» Given problem: Retype every one of the entries below exactly, line for line, but omit the pictures from your answer.

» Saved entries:
# # # # #
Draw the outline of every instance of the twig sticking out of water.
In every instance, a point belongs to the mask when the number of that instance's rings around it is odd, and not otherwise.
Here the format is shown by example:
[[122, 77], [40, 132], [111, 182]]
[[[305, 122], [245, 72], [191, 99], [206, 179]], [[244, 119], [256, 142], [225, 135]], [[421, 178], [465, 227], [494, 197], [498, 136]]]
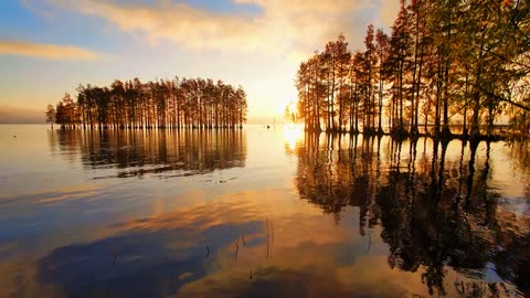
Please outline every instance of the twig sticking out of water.
[[240, 244], [235, 243], [235, 254], [234, 254], [234, 259], [237, 260], [237, 253], [240, 252]]
[[274, 226], [273, 226], [273, 221], [271, 221], [271, 254], [273, 254], [273, 246], [274, 246]]
[[372, 246], [372, 236], [370, 235], [370, 231], [368, 231], [368, 247], [367, 254], [370, 252], [370, 247]]
[[268, 258], [268, 241], [269, 241], [269, 234], [268, 234], [268, 219], [265, 219], [265, 225], [266, 225], [266, 228], [267, 228], [267, 254], [265, 256], [265, 258]]

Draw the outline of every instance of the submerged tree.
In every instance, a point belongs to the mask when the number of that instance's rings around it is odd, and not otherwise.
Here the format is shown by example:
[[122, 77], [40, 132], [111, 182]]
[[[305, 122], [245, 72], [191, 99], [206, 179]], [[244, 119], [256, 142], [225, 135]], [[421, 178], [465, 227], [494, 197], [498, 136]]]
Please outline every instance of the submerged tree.
[[437, 138], [455, 124], [489, 138], [509, 119], [528, 136], [529, 24], [528, 1], [401, 0], [390, 36], [370, 24], [364, 50], [341, 34], [300, 64], [300, 117], [307, 130]]
[[246, 123], [246, 93], [202, 78], [116, 79], [109, 87], [77, 87], [57, 104], [62, 128], [235, 128]]
[[53, 124], [55, 123], [55, 108], [53, 105], [47, 105], [46, 107], [46, 124], [50, 124], [53, 129]]

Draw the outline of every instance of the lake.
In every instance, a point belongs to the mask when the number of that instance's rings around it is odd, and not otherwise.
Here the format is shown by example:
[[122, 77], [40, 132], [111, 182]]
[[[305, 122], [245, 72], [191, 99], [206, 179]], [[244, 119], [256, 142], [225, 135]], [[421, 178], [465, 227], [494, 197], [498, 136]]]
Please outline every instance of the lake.
[[0, 297], [528, 297], [529, 151], [0, 126]]

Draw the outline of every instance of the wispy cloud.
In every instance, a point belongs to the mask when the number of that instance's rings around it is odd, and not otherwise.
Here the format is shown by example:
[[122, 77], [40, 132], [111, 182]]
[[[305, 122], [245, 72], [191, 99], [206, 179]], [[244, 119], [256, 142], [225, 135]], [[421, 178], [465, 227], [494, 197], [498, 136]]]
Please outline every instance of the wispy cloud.
[[[43, 9], [41, 7], [39, 7], [38, 4], [35, 4], [33, 1], [31, 0], [19, 0], [19, 2], [28, 10], [43, 17], [43, 18], [46, 18], [46, 19], [52, 19], [54, 18], [54, 14], [52, 13], [52, 11], [50, 10], [46, 10], [46, 9]], [[42, 2], [41, 2], [42, 3]]]
[[124, 32], [145, 34], [151, 44], [166, 40], [192, 49], [274, 52], [312, 52], [315, 44], [350, 32], [352, 13], [372, 6], [371, 0], [232, 0], [235, 6], [254, 4], [261, 13], [231, 14], [170, 1], [49, 1], [102, 17]]
[[59, 44], [38, 44], [25, 41], [0, 40], [0, 54], [31, 56], [46, 60], [92, 61], [103, 54], [83, 47]]

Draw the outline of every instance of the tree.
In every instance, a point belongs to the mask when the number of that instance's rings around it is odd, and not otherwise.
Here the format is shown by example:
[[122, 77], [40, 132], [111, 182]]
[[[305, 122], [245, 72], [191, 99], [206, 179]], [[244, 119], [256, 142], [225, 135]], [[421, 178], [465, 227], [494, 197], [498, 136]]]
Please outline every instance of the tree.
[[50, 124], [53, 130], [53, 123], [55, 123], [55, 108], [53, 105], [46, 107], [46, 124]]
# # # # #
» Answer for the task:
Draw the outline of every instance of the twig sticking out of water.
In every instance, a point belongs to the mask when the number of that instance's rings around it is odd, and not otherwise.
Here the format is shown by example:
[[122, 77], [40, 132], [111, 182]]
[[[305, 122], [245, 72], [191, 99], [206, 179]], [[244, 119], [256, 142], [225, 135]], [[421, 178], [465, 227], [494, 197], [498, 136]]]
Please outline every instance of the twig sticking out of water.
[[240, 244], [235, 243], [235, 254], [234, 254], [234, 259], [237, 260], [237, 253], [240, 252]]
[[274, 226], [273, 226], [273, 221], [271, 221], [271, 254], [273, 254], [273, 246], [274, 246]]
[[372, 246], [372, 236], [370, 235], [370, 231], [368, 231], [368, 247], [367, 254], [370, 252], [370, 247]]
[[268, 258], [268, 241], [269, 241], [269, 234], [268, 234], [268, 219], [265, 219], [265, 225], [266, 225], [266, 228], [267, 228], [267, 254], [265, 256], [265, 258]]

Draw the outline of every instance of the submerged tree.
In every instance, a point belongs to the mask when the number of that instance's rings around it is odd, and not otherwise.
Here the format is shown by example:
[[122, 77], [40, 132], [111, 182]]
[[[305, 122], [245, 72], [191, 99], [206, 179]], [[244, 119], [256, 142], [225, 135]], [[421, 178], [465, 227], [494, 197], [498, 136]]]
Please outline every instance of the submerged tree.
[[437, 138], [455, 124], [489, 138], [509, 119], [528, 136], [529, 24], [528, 1], [401, 0], [390, 36], [370, 24], [364, 50], [341, 34], [300, 64], [300, 117], [307, 130]]
[[246, 123], [246, 93], [202, 78], [116, 79], [109, 87], [77, 87], [57, 104], [62, 128], [235, 128]]
[[53, 124], [55, 123], [55, 108], [53, 105], [47, 105], [46, 107], [46, 124], [50, 124], [53, 129]]

Draw the outline of every instance of the lake.
In every instance, a point belongs to the mask when the number of that instance's rings around it is odd, and not otherwise.
Here the format is shown by example:
[[122, 77], [40, 132], [111, 182]]
[[[305, 122], [245, 72], [191, 99], [206, 179]], [[244, 119], [256, 142], [225, 135]], [[421, 178], [465, 227], [494, 197], [498, 136]]]
Please outline every instance of the lake.
[[0, 297], [528, 297], [529, 151], [0, 126]]

Draw the outline of every instance of the wispy cloud.
In every instance, a point belongs to the mask when the number of that instance's rings around it is odd, and not otherwise.
Here the format is shown by example:
[[122, 77], [40, 132], [111, 182]]
[[[305, 122], [245, 72], [191, 99], [206, 179]], [[244, 119], [256, 142], [225, 135]], [[421, 178], [465, 227], [494, 197], [498, 136]]]
Please outline every instance of the wispy cloud.
[[[43, 9], [41, 7], [39, 7], [38, 4], [35, 4], [33, 1], [31, 0], [19, 0], [19, 2], [28, 10], [43, 17], [43, 18], [46, 18], [46, 19], [52, 19], [54, 18], [54, 14], [52, 13], [52, 11], [50, 10], [46, 10], [46, 9]], [[42, 2], [41, 2], [42, 3]]]
[[124, 32], [145, 34], [151, 44], [166, 40], [192, 49], [274, 52], [312, 52], [315, 44], [350, 32], [352, 13], [372, 6], [371, 0], [232, 0], [235, 6], [254, 4], [261, 13], [231, 14], [170, 1], [49, 1], [102, 17]]
[[59, 44], [38, 44], [25, 41], [0, 40], [0, 54], [31, 56], [46, 60], [92, 61], [103, 54], [83, 47]]

Draw the outline of every instance of the tree.
In every instance, a point belongs to the mask when the number of that instance's rings around it is odd, and not otherwise.
Here the format is shown by example:
[[122, 77], [40, 132], [111, 182]]
[[[305, 122], [245, 72], [191, 99], [206, 179]], [[244, 119], [256, 142], [225, 135]], [[421, 178], [465, 227], [494, 197], [498, 136]]]
Please outline every instance of the tree.
[[50, 124], [53, 130], [53, 123], [55, 123], [55, 108], [53, 105], [46, 107], [46, 124]]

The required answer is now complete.